Study questions >>
[A] Repeat the passage from the restaurant article, beginning at the words "Meanwhile, the three" and stopping after the words "food delivery services.".
[B] Name the restaurants that the restaurant article says recently closed at the main intersection of Franklin Street.

Reading passage >>
^^^^^^^^
Moore thinks it was one of the team’s smartest decisions to not open at that time. When his team began looking at Chapel Hill, and up until the team decided to pause their new expansion, they felt it made no economic sense to try and rush things.

He looked at the recent closings of Medici, Lula’s and Lotsa Pizza, all at the main intersection of Franklin Street. All premium products in a market saturated with cheaper alternatives.

Moore and his team have considered the instability of Franklin Street’s restaurant market and they are not looking to simply rely on just their established product and brand.

This won’t be the brand’s first foray into a comparably faster service model. In 2015, the restaurant opened a quick service location on Duke’s Central campus named “Dame’s Express.” While it was difficult maintaining the nuance of the brand with the altered restaurant style, Moore believed that utilizing a different technique was a great experience.

“I do think that our brand has strong appeal. I do think we are a proven concept in this market and that people value it. I have fairly good confidence that our team will be able to execute at a high enough level to exceed expectations and do well in that market,” Moore said. “It also doesn’t hurt that we have a catering ability.”

Meanwhile, the three sit-down locations continue to serve guests both in-house and through takeout. Dame’s is also partnering with Durham Delivers, a food delivery service that pairs local restaurants with community members to make deliveries to designated areas. The service works to help restaurants avoid the high costs of food delivery services.

Moore anticipates the Chapel Hill location doesn’t have long before opening, as the physical aspects and inspections wrapping up and the administrative work is not far behind. He is delighted by is the patience and support his team has seen from the Chapel Hill community while they take their time getting the location up to Dame’s Chicken and Waffles’ high standards.
^^^^^^^^
Image point grounding data:
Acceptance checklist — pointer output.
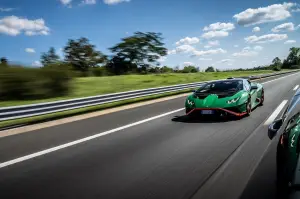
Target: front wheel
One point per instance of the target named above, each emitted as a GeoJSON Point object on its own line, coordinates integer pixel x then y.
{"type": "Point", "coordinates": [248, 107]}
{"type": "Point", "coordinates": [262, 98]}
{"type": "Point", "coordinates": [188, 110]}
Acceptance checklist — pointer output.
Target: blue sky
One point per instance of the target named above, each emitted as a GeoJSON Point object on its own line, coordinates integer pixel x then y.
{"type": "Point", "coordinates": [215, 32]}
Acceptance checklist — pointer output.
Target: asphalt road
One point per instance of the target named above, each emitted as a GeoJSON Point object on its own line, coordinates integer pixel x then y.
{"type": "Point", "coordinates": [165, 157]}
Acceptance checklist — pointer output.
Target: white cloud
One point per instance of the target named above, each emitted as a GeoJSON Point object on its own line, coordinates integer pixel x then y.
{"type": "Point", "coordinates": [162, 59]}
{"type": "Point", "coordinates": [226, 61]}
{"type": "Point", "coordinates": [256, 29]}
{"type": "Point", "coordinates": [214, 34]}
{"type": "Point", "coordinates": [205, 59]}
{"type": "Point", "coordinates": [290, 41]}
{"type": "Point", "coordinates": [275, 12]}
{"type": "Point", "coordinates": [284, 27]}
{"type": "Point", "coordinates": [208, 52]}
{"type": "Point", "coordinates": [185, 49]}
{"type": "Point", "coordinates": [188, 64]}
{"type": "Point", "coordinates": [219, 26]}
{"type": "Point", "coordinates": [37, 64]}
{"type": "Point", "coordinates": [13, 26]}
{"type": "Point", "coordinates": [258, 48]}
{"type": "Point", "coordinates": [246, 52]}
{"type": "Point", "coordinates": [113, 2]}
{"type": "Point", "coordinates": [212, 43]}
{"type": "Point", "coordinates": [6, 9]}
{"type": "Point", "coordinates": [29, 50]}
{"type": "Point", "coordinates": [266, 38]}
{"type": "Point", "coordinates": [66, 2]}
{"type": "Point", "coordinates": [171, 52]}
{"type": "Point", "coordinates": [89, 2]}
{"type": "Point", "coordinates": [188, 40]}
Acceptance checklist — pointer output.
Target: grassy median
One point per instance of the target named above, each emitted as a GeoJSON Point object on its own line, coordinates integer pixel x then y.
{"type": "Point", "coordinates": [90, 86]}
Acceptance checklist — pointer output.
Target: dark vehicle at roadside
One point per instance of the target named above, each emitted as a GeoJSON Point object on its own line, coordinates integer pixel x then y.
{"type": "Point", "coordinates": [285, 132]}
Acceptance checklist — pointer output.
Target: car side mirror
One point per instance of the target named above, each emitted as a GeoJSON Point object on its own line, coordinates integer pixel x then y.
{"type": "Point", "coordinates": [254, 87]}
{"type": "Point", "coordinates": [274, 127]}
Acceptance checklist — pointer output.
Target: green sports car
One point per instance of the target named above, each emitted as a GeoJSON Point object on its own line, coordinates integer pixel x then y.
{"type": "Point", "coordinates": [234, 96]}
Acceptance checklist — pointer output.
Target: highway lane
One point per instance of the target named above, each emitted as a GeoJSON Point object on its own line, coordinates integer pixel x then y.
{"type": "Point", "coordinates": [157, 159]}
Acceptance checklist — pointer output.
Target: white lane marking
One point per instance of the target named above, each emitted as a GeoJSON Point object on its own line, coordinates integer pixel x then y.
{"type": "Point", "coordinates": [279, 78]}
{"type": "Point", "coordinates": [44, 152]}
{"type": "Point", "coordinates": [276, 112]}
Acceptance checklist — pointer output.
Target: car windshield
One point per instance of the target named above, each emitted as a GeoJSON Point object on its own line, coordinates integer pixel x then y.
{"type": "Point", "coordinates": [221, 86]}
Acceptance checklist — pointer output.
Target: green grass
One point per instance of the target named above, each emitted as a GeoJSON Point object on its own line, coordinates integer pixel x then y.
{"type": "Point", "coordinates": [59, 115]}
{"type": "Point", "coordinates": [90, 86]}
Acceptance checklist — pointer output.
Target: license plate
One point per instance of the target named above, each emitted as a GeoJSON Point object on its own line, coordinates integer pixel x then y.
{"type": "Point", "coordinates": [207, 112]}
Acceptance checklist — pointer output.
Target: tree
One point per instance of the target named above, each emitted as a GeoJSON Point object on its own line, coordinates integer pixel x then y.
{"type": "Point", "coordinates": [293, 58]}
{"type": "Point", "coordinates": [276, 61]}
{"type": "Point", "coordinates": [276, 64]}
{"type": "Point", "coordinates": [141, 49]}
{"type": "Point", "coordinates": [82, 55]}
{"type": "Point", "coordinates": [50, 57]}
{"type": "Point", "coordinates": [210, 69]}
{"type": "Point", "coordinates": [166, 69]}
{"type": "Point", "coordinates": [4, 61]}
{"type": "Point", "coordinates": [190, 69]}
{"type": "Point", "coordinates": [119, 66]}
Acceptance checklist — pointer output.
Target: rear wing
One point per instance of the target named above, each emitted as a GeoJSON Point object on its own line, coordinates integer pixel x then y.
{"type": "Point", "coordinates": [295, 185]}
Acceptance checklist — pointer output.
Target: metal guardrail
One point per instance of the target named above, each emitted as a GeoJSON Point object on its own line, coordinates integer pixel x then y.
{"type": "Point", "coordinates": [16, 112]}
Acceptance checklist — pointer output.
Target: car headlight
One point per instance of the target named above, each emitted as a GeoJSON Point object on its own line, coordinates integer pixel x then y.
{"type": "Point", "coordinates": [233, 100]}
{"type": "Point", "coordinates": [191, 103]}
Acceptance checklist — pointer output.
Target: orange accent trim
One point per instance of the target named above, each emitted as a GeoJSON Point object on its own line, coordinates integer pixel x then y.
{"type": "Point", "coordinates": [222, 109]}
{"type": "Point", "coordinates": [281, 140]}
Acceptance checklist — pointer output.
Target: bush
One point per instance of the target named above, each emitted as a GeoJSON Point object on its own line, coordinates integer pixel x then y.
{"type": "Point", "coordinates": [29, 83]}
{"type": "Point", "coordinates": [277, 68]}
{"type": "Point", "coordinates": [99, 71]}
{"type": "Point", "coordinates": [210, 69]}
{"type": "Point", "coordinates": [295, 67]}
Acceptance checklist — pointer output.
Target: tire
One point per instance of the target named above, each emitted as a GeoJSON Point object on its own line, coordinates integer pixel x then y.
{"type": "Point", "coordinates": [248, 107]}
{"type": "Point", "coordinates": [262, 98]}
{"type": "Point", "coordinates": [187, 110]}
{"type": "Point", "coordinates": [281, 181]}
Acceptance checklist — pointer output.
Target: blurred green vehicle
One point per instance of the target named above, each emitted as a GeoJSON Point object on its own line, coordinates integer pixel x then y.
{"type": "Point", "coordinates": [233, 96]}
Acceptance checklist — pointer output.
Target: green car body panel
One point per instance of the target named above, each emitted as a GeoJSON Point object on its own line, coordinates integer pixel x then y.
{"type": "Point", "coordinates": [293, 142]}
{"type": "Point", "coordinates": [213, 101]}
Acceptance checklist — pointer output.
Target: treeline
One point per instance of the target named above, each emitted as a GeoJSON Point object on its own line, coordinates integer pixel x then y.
^^^^^^^^
Solutions for each task >>
[A]
Meanwhile, the three sit-down locations continue to serve guests both in-house and through takeout. Dame’s is also partnering with Durham Delivers, a food delivery service that pairs local restaurants with community members to make deliveries to designated areas. The service works to help restaurants avoid the high costs of food delivery services.

[B] Medici, Lula's, Lotsa Pizza